= Aim =
Retype the lines below word for word, beginning at the line that contains "For the photo above, indicate every instance of the cliff" and stopping after the line that contains "column 425, row 240".
#### Input records
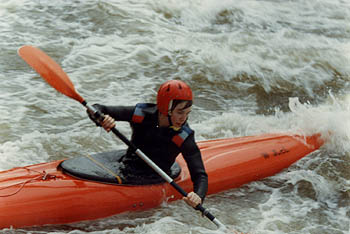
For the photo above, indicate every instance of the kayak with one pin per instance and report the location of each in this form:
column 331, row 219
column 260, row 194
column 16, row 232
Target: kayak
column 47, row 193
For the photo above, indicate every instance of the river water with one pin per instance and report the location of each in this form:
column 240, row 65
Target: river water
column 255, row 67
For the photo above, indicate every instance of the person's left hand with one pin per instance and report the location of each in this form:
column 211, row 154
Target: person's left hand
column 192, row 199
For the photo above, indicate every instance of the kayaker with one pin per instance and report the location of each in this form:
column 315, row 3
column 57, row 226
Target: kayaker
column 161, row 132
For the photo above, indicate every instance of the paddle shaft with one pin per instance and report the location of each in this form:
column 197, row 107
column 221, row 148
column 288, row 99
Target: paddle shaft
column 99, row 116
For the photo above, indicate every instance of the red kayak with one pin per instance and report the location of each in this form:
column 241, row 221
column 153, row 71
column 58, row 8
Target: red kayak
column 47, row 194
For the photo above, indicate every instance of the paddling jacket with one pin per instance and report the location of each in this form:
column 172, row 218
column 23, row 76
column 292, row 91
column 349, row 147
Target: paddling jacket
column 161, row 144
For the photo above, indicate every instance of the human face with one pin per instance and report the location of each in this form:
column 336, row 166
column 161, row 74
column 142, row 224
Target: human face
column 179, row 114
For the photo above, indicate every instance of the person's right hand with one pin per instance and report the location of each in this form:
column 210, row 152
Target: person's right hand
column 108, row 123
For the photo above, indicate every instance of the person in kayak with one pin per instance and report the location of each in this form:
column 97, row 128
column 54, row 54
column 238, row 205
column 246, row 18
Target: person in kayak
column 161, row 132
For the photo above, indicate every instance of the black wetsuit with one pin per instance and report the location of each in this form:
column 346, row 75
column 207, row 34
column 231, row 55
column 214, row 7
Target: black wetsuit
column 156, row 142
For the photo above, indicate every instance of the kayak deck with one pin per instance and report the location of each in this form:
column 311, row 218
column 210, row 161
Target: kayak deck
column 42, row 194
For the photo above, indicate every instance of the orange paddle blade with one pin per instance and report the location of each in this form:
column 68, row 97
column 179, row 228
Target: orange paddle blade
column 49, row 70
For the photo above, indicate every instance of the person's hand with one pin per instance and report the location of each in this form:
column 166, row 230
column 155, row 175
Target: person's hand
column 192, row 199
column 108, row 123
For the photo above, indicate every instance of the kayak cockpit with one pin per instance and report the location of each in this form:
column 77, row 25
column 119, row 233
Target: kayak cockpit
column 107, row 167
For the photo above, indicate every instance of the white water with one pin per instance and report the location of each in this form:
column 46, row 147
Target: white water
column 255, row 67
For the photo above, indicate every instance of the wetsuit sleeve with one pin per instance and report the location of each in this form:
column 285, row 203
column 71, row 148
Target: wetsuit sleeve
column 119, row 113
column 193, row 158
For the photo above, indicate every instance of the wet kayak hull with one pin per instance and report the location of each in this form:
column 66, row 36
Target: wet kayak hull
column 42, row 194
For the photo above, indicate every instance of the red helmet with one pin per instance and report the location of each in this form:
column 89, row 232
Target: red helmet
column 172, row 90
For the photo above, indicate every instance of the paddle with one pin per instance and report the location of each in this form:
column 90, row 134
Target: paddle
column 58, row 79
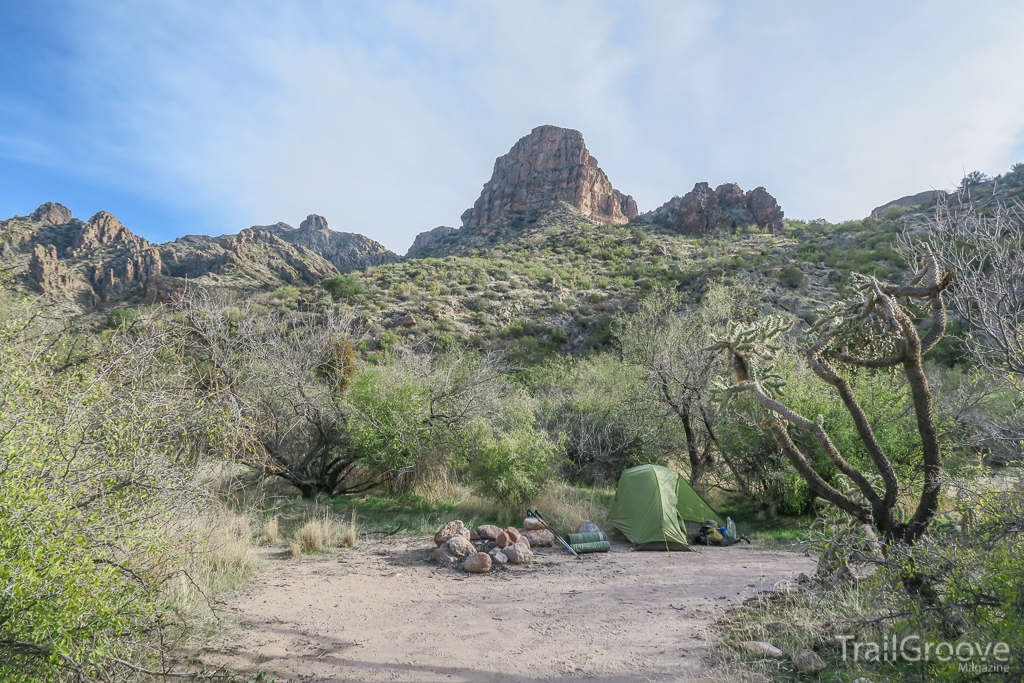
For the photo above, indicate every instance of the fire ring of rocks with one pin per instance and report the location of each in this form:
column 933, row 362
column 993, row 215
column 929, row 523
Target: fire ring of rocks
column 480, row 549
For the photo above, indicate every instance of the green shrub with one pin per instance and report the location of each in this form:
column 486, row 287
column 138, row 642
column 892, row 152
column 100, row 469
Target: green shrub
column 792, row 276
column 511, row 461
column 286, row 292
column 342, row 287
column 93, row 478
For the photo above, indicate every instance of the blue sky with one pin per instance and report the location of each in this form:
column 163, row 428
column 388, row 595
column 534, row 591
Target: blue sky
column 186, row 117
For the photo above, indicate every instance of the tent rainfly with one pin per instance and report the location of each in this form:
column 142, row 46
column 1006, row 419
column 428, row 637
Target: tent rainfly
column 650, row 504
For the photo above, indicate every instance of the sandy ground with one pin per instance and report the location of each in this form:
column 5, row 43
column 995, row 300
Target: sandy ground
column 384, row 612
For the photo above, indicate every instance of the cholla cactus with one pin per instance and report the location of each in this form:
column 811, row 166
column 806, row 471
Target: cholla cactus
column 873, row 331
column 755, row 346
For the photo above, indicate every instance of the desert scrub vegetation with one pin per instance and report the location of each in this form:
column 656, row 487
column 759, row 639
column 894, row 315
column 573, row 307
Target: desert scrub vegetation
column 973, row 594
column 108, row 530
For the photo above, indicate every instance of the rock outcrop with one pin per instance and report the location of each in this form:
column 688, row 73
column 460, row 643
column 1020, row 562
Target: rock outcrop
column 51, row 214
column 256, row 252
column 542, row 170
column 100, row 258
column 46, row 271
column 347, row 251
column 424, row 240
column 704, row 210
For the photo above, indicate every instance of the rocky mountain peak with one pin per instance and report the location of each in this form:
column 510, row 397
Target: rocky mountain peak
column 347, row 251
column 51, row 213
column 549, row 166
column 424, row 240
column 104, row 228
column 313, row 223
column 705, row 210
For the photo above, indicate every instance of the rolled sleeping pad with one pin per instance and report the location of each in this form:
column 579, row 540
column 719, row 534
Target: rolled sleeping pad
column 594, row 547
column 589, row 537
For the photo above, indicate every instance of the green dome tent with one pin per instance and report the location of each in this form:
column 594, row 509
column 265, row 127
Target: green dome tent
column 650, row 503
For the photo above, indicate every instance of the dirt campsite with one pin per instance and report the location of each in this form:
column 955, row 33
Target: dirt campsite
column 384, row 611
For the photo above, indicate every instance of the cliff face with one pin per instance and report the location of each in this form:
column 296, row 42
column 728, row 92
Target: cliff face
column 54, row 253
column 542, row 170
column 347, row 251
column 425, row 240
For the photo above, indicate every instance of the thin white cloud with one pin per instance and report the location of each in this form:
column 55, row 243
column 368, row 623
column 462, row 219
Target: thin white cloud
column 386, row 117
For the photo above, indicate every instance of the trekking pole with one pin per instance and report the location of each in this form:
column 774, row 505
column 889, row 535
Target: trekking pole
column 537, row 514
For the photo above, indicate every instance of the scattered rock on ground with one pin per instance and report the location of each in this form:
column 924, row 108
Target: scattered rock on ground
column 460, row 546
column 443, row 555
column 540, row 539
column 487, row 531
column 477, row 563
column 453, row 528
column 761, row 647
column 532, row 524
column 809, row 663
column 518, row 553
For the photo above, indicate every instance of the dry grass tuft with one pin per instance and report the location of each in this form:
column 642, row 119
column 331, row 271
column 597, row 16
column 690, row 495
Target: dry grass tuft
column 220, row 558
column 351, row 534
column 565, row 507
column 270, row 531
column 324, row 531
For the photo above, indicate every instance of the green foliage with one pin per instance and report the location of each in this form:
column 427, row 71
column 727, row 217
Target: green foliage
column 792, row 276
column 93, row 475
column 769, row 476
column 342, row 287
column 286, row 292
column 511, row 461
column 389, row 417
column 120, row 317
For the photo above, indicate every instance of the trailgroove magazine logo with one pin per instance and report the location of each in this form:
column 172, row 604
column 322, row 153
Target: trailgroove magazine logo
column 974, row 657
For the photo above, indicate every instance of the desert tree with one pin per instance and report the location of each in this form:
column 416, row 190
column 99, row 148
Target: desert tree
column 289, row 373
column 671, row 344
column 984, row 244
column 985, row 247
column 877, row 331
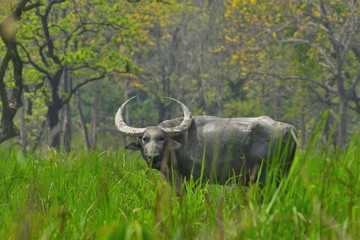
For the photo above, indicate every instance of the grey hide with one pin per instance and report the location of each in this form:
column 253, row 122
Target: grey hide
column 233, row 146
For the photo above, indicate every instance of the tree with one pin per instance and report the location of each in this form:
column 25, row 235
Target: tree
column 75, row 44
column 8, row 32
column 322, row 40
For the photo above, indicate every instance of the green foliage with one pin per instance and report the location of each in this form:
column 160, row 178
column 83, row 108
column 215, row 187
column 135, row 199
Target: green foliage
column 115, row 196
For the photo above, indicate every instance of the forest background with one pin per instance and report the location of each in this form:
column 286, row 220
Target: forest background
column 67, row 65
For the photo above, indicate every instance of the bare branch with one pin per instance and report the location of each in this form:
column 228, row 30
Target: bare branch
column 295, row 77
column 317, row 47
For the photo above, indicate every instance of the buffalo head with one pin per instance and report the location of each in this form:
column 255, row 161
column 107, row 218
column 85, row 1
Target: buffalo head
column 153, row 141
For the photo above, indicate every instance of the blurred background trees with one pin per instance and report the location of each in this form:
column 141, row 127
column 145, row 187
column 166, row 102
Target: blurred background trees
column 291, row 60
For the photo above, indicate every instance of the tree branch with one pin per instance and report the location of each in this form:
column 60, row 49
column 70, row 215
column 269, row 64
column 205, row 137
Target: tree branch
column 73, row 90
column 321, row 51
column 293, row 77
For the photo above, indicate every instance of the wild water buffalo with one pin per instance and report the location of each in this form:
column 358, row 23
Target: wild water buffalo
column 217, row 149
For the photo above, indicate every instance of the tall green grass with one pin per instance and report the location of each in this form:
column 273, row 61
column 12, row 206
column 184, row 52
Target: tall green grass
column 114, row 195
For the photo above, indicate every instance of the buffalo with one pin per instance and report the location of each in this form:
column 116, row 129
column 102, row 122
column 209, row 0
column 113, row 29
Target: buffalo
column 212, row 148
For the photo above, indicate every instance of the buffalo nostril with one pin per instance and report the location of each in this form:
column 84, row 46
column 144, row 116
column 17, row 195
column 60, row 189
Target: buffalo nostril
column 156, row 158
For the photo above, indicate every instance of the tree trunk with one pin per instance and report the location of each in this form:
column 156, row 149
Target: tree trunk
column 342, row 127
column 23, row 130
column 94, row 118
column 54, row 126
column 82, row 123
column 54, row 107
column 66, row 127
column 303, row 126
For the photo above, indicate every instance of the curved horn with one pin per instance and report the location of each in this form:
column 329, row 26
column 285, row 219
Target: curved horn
########
= Solution below =
For the photo above, indicate every instance of the cliff face with one pin per instance and report the location of each in this form:
column 296, row 42
column 728, row 92
Target: cliff face
column 54, row 253
column 542, row 170
column 347, row 251
column 425, row 240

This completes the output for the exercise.